----- DATA SECTION
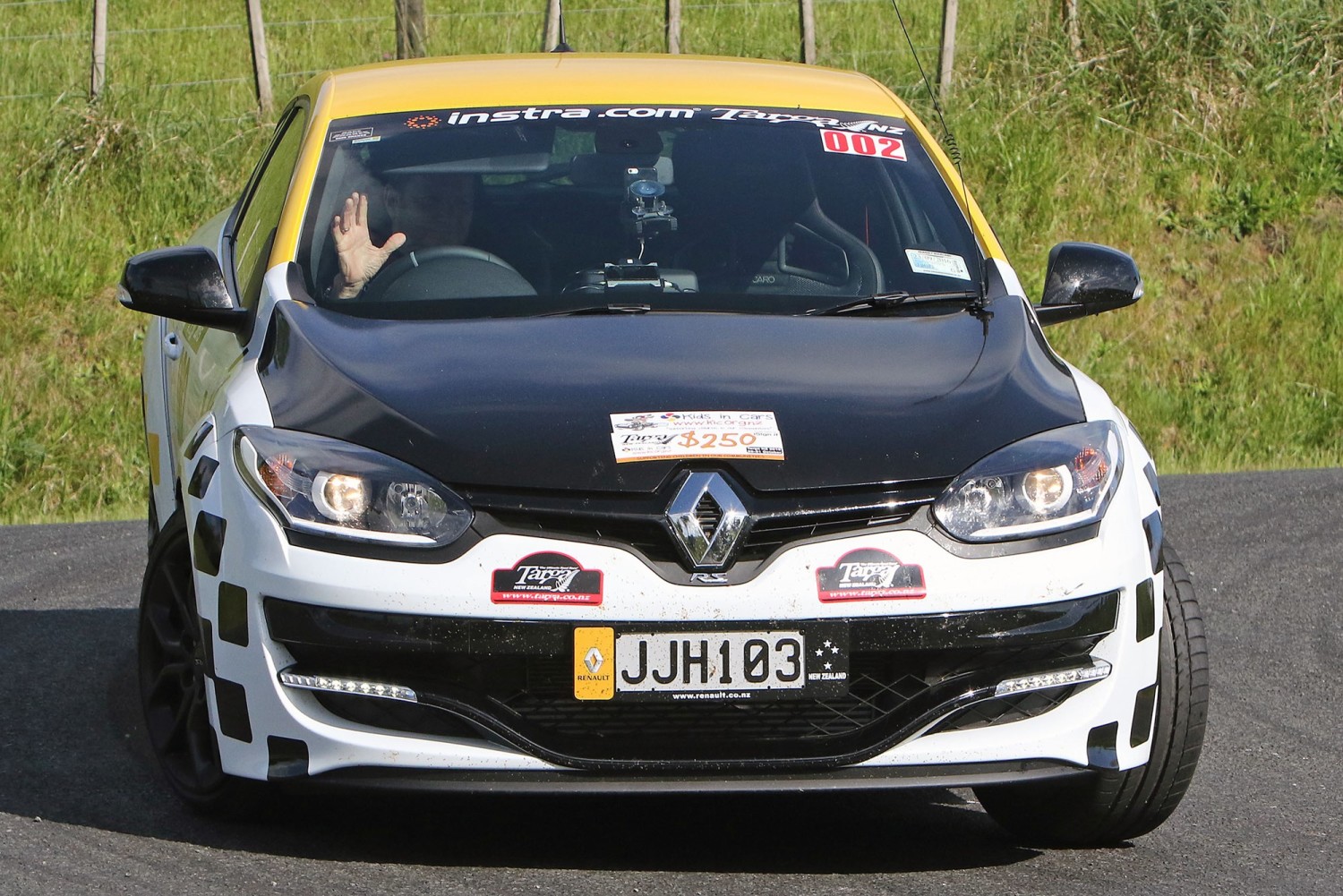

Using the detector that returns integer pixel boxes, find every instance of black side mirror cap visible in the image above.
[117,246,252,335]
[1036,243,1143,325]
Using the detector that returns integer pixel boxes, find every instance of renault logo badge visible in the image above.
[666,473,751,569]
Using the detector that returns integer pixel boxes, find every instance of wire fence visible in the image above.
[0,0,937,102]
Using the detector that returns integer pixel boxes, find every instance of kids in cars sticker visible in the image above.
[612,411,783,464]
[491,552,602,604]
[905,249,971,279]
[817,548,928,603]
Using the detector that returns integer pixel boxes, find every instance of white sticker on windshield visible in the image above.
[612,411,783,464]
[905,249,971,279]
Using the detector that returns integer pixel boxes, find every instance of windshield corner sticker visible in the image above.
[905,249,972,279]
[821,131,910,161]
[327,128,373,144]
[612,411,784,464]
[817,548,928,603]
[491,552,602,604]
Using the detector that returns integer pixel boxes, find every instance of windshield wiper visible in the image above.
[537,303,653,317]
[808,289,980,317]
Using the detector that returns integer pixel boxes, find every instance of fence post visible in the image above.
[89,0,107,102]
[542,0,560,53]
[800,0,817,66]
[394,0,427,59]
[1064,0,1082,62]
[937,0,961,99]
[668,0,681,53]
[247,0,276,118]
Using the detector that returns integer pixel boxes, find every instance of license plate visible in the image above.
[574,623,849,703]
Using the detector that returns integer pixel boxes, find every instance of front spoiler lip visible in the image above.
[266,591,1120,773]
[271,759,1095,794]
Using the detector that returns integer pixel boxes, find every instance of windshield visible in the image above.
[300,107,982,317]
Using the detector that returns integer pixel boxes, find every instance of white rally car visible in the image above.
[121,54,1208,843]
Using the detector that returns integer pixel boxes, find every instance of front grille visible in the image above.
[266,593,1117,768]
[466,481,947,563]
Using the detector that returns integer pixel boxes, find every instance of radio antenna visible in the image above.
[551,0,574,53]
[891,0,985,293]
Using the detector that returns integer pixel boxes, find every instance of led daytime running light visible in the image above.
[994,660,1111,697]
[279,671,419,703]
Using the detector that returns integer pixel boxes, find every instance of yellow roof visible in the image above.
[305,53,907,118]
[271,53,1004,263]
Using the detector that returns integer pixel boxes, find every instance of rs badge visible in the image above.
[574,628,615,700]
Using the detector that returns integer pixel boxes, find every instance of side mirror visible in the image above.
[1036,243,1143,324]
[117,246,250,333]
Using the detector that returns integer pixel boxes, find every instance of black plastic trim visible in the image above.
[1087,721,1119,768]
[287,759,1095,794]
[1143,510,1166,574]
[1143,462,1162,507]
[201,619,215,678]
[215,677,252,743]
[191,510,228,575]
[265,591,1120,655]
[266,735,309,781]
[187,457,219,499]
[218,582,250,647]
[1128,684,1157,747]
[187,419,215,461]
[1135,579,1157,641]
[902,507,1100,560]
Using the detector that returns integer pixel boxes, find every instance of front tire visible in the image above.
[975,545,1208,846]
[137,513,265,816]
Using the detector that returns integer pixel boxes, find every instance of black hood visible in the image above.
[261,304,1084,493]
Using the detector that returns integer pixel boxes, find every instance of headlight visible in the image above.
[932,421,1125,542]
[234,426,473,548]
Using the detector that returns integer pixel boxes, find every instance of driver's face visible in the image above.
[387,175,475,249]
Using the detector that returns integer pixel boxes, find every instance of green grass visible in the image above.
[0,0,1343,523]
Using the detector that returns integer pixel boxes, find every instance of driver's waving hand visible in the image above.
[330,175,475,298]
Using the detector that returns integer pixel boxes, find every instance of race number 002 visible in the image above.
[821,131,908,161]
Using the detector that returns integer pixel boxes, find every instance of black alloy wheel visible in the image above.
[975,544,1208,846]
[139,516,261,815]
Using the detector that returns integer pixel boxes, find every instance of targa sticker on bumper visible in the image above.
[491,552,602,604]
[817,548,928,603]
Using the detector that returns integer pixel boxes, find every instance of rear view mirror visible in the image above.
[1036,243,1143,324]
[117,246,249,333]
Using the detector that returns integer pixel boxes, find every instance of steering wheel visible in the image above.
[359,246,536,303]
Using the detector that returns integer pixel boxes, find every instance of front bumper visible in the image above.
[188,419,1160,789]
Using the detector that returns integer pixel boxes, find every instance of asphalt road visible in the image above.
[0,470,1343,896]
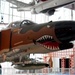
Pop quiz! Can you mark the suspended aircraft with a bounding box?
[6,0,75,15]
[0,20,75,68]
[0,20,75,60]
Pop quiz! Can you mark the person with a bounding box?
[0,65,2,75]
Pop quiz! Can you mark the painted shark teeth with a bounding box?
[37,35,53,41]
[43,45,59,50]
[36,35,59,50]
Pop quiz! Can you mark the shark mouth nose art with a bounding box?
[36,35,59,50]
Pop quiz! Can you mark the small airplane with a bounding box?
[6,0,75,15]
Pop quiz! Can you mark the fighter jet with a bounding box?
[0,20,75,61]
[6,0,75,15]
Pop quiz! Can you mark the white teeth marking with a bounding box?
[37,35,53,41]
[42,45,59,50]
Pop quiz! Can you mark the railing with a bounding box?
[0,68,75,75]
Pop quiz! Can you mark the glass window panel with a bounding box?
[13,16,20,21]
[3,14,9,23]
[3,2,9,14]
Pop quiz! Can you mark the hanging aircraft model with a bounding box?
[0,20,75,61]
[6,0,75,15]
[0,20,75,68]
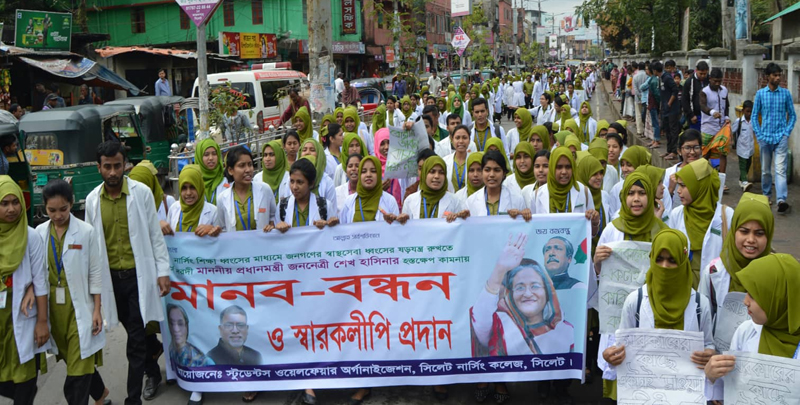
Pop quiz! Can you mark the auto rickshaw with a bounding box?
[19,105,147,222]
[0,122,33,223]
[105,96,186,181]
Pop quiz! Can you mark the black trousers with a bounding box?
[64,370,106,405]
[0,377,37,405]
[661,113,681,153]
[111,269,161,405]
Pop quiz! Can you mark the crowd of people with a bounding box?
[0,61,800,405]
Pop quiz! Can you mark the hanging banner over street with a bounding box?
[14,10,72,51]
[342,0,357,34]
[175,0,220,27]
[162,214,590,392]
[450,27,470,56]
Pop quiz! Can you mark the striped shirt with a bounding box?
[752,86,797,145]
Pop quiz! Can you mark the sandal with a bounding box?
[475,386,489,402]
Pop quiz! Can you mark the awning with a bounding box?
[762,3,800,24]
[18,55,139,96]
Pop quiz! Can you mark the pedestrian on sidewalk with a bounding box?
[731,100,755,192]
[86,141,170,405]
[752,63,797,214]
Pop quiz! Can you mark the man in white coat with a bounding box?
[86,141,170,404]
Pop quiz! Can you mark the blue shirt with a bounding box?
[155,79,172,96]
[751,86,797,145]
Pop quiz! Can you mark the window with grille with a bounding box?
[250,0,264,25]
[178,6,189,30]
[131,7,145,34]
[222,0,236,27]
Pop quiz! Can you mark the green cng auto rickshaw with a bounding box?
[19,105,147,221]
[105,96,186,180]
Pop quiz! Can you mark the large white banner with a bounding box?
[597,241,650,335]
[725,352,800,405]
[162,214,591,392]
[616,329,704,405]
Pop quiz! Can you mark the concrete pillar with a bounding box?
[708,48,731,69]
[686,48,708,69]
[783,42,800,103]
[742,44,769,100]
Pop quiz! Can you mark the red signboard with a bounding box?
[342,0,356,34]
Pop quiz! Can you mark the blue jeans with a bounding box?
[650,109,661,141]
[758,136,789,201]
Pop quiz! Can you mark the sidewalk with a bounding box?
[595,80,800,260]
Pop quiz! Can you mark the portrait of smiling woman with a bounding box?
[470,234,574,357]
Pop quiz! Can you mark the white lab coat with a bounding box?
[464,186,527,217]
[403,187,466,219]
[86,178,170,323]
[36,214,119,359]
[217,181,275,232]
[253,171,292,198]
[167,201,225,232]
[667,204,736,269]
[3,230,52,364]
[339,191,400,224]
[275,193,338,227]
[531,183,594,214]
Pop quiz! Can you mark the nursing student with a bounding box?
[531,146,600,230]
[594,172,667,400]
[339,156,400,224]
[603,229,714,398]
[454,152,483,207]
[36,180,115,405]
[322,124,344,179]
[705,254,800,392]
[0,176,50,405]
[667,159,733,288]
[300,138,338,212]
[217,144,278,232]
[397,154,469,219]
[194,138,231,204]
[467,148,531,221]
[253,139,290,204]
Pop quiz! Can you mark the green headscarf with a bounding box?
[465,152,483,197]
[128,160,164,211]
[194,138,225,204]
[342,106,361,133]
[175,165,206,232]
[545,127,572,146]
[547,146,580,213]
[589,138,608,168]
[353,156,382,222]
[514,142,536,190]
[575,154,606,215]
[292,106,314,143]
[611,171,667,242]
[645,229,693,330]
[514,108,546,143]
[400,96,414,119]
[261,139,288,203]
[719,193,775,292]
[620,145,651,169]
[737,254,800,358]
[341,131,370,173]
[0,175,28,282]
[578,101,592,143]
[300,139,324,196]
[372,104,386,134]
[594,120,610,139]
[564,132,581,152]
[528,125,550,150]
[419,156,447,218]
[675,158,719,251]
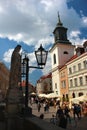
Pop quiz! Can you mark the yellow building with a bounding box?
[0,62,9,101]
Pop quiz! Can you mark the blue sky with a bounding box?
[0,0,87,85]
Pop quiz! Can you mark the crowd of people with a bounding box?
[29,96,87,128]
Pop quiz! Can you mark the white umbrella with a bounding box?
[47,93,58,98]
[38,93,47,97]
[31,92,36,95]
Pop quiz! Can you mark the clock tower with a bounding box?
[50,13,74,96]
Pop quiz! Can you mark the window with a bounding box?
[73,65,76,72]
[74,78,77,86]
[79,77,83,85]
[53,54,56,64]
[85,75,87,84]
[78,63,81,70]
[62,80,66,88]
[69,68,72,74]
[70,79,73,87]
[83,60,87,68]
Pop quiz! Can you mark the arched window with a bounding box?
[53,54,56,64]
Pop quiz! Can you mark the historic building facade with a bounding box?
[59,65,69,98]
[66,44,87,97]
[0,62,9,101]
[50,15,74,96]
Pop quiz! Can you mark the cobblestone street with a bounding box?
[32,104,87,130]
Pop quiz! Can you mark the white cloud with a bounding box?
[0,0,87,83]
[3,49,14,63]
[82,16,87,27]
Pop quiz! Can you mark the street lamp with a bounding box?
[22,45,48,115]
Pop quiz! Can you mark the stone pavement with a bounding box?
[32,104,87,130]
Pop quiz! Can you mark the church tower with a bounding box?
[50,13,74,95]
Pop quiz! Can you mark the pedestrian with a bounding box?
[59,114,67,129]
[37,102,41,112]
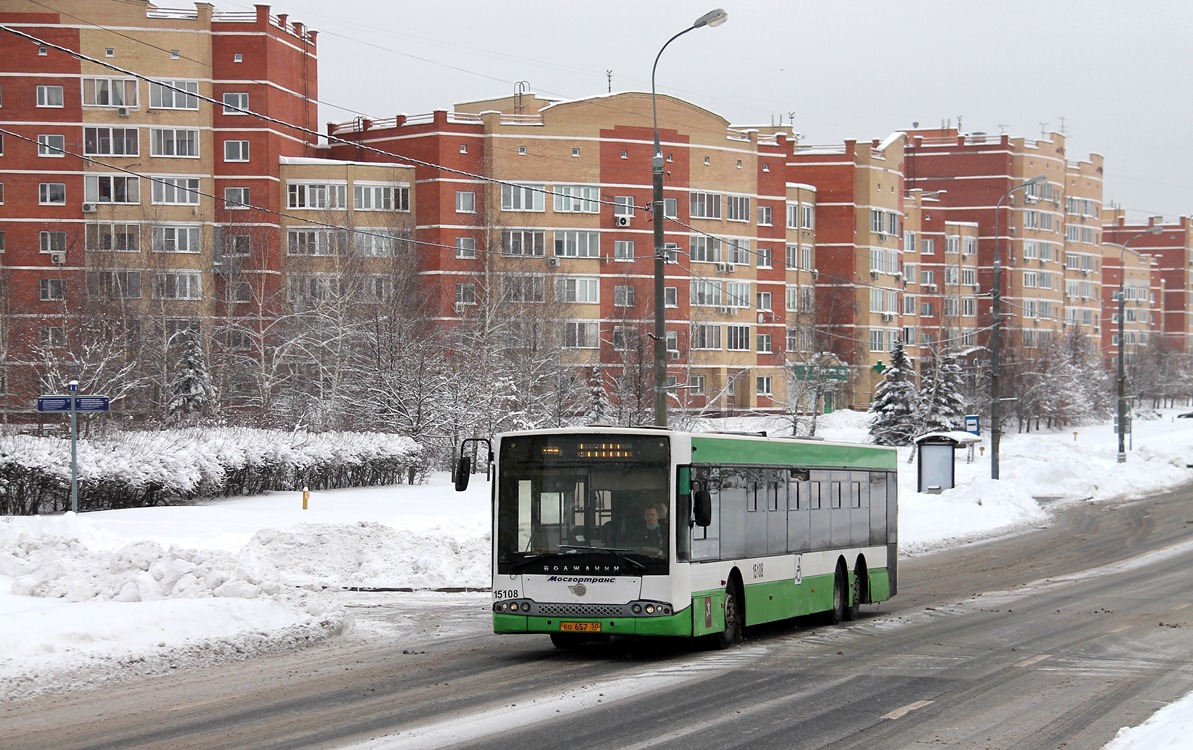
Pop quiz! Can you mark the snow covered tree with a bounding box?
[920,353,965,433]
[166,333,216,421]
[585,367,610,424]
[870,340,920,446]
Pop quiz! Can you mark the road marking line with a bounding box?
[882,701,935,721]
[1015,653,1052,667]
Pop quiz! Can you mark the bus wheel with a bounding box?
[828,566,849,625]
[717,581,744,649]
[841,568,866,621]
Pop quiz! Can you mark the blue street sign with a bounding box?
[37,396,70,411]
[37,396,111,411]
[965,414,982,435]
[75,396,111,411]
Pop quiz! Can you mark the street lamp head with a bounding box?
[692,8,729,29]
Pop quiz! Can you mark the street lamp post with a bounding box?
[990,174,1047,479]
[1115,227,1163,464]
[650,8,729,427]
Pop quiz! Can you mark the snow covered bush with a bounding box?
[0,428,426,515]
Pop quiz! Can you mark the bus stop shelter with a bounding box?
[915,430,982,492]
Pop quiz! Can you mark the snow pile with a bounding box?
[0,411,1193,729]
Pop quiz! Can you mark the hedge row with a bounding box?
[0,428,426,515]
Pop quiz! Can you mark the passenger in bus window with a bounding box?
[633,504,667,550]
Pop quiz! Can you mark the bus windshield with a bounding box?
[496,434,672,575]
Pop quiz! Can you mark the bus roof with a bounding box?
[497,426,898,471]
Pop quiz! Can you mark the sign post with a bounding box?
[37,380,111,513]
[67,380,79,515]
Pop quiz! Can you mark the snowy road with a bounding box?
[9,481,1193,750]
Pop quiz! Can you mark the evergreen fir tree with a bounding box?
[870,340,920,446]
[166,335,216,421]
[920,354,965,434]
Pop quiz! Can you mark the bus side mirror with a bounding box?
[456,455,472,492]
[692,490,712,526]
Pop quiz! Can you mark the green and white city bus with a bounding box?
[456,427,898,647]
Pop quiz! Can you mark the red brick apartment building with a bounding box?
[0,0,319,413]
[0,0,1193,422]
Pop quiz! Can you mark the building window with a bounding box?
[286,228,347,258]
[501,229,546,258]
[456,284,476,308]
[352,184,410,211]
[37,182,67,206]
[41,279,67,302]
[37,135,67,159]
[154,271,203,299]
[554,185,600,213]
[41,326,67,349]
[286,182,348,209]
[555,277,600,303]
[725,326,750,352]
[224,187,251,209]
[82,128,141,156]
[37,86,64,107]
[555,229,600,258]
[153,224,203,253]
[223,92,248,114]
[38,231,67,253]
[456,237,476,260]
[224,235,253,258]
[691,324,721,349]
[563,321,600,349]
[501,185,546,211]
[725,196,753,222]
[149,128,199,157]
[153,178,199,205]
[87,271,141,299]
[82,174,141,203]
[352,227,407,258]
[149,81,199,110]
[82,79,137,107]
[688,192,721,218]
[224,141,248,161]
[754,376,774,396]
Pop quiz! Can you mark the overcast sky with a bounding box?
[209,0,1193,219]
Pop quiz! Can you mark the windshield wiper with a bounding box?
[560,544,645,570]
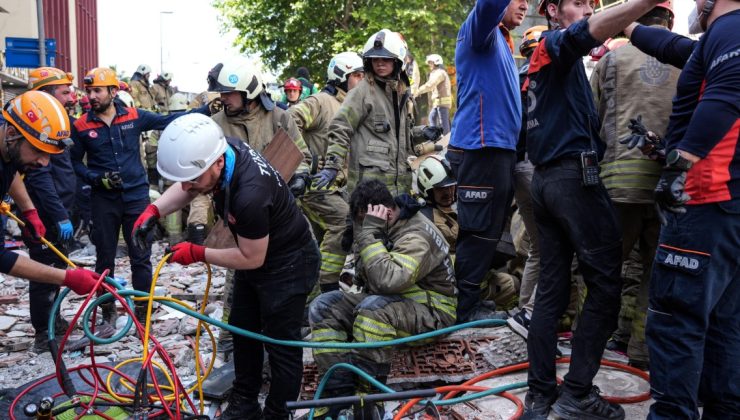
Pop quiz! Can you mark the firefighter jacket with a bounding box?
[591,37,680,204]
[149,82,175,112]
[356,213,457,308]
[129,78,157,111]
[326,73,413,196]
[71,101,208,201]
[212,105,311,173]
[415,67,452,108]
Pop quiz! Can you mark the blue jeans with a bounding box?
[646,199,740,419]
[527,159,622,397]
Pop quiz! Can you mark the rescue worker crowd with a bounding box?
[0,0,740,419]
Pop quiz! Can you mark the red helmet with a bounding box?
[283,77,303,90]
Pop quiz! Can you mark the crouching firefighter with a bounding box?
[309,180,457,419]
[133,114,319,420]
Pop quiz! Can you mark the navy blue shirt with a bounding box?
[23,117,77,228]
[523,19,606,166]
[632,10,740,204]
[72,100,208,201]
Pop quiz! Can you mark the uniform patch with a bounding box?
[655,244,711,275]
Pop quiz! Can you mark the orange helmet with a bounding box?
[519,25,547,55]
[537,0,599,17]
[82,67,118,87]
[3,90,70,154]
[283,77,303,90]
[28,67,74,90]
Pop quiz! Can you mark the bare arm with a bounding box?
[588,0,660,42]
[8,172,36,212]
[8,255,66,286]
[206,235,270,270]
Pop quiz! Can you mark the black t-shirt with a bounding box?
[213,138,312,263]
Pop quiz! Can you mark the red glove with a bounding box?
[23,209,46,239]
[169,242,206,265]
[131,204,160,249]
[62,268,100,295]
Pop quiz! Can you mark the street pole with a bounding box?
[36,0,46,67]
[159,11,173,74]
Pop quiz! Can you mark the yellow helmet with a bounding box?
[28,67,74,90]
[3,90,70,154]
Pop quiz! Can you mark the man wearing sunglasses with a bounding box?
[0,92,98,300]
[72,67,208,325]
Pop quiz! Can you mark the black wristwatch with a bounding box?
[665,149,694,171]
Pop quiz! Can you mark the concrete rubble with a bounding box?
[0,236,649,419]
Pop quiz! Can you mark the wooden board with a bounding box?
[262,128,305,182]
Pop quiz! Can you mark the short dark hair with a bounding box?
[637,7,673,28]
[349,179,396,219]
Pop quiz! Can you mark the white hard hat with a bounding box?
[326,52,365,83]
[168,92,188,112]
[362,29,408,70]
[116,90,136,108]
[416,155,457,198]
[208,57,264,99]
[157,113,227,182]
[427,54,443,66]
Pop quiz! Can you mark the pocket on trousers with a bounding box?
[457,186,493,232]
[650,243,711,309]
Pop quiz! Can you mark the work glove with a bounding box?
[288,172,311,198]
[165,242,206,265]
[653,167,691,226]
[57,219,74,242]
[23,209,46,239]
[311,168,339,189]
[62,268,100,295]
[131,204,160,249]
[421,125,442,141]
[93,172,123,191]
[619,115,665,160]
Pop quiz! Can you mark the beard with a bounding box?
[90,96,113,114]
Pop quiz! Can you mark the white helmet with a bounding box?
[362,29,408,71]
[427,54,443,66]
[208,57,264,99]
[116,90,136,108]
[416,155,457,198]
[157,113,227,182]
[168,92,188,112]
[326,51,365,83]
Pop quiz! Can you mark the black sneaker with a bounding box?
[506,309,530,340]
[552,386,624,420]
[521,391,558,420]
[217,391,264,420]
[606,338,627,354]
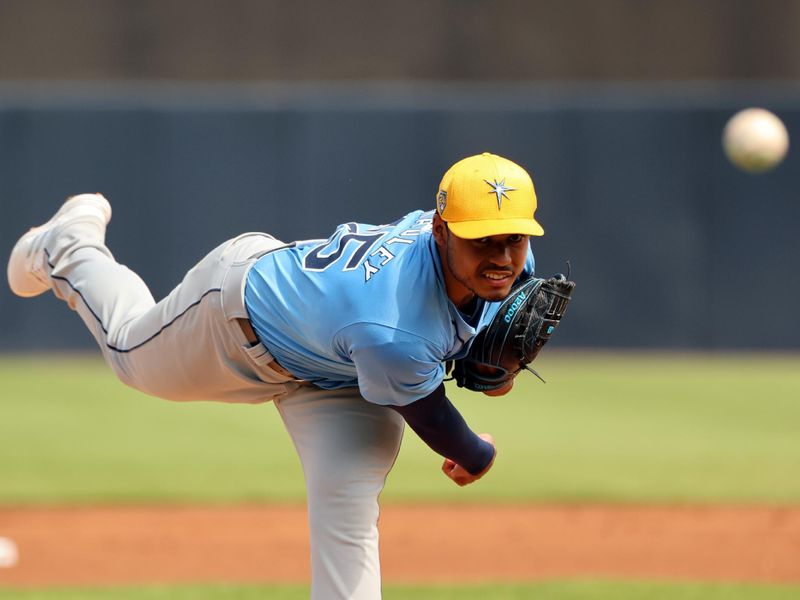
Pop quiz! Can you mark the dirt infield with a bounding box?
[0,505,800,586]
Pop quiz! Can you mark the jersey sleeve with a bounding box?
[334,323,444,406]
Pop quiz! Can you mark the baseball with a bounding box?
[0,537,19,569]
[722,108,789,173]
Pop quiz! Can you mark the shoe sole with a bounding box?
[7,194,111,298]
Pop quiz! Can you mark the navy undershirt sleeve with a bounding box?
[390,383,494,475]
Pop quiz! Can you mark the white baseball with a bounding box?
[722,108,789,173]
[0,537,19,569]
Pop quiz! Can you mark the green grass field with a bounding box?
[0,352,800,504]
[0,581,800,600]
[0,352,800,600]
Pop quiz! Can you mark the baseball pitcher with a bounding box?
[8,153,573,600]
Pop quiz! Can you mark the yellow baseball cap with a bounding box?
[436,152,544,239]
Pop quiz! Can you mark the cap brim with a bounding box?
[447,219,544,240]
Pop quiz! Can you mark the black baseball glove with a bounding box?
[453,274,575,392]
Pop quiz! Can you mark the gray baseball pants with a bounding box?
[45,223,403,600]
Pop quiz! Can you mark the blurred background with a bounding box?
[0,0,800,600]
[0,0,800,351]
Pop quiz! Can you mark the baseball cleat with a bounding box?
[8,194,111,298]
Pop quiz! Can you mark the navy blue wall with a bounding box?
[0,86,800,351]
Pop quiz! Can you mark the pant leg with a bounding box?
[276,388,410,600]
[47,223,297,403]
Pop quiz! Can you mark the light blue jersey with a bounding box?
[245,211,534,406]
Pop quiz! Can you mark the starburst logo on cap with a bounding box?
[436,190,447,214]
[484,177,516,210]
----------
Pick out every line in the records above that contains the string "banner", matching case exactly, and copy each one.

Pop quiz! Can you mark the hanging banner over street with a bounding box?
Pop quiz! Can you mark the large white banner with a bounding box?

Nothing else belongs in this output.